## Material de partida
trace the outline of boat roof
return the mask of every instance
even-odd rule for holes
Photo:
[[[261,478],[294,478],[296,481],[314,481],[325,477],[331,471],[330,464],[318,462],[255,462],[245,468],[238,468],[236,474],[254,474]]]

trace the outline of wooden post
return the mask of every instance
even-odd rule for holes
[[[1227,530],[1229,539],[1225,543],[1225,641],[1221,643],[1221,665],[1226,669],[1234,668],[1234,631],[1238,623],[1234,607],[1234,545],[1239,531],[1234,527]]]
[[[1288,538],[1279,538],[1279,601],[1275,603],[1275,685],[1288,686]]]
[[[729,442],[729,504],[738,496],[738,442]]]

## Consigna
Recopila cada línea de los registros anteriores en la que aparezca la palabra "trace".

## Respuesta del ejercicio
trace the outline of boat roof
trace the outline of wooden post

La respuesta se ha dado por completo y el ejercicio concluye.